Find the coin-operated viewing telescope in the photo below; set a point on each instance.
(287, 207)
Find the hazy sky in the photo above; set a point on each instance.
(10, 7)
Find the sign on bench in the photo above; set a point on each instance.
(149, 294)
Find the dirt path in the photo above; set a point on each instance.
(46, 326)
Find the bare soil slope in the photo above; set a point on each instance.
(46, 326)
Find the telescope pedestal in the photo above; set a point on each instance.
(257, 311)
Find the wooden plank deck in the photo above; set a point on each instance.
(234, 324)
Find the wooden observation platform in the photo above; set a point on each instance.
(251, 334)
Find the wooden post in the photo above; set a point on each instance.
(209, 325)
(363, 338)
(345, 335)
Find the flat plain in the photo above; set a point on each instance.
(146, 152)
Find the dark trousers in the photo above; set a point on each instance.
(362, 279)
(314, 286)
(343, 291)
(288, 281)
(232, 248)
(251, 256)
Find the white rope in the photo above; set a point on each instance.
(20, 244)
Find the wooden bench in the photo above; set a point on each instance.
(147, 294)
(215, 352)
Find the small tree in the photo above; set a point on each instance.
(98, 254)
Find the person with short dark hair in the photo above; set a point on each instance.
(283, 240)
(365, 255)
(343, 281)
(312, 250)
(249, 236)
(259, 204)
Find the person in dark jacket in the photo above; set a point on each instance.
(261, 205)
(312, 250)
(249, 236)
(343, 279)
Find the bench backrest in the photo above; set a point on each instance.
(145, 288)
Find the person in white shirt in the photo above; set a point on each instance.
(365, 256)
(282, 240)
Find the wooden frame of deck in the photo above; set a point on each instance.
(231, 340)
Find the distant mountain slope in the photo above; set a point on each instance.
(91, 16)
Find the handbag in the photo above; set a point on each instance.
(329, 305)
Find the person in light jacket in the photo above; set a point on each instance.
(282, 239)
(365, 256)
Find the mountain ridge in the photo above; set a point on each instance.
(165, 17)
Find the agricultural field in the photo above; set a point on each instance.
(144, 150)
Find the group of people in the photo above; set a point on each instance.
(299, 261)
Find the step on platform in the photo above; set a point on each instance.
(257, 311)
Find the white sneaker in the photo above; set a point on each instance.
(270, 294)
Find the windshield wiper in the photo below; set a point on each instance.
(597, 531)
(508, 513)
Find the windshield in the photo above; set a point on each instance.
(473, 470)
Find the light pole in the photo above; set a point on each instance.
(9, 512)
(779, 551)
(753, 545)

================

Instruction = Quote all of the items above word for word, keeping each on its own line.

The result =
Find the coin-operated viewing telescope in the photo below; set a point on each instance.
(287, 207)
Find the hazy sky in the photo above; set a point on each instance.
(10, 7)
Find the sign on bench in the photo above; set a point on each instance.
(149, 294)
Find the dirt path in the photo above; set a point on each instance.
(46, 326)
Find the bare soil slope in the photo above; set a point on each instance.
(46, 326)
Find the telescope pedestal in the photo above; set a point on each instance.
(257, 311)
Find the wooden plank deck in the photo above; set a point on each instance.
(234, 324)
Find the wooden observation platform in the photo above; set a point on each instance.
(251, 334)
Find the wooden post in the photo above; set a point on each instance.
(209, 325)
(363, 338)
(345, 335)
Find the flat plain in the photo above; set a point on each instance.
(146, 152)
Find the dark trousers in the photo above; set a point on each instance.
(362, 279)
(314, 286)
(343, 291)
(288, 281)
(232, 248)
(251, 256)
Find the white rope in the photo above; set a point on each instance.
(20, 244)
Find the wooden bench in the photo above; set a point on each instance.
(147, 294)
(215, 352)
Find the small tree in the photo above; set a point on each instance.
(98, 254)
Find the person with short dark hair in the photo above; set a point on each instance.
(283, 240)
(365, 255)
(343, 281)
(312, 250)
(249, 236)
(259, 204)
Find the person in dark jacket in the photo above; set a point on each instance.
(261, 205)
(312, 250)
(249, 236)
(343, 279)
Find the bench backrest in the photo above; set a point on each instance.
(145, 288)
Find the person in white shirt in the photo above; set a point on each instance.
(365, 256)
(282, 240)
Find the wooden frame of deck in the photo above; set a point on each instance.
(231, 340)
Find the distant mountain slope in the photo above; set a point on each instance.
(91, 16)
Find the handbag in the photo above; set a point on each instance.
(329, 305)
Find the person in light jacket in the photo above; set a point on each instance.
(282, 239)
(365, 256)
Find the mountain ridge in the photo above; set a point on each instance.
(165, 17)
Find the agricultural field in the photo above; set a point on each instance.
(144, 150)
Find the group of people in the photo above; set a point on each instance.
(299, 261)
Find the step on platform in the photo above; set a point on each instance.
(257, 311)
Find the white sneaker in the photo above; set a point on each instance.
(270, 294)
Find the windshield wiper in the photo below; set a point on each instance.
(597, 531)
(508, 513)
Find the windshield in the photo above; set a point on each instance.
(473, 470)
Find the light pole in the photo above; set a point on each instance.
(9, 512)
(779, 551)
(753, 545)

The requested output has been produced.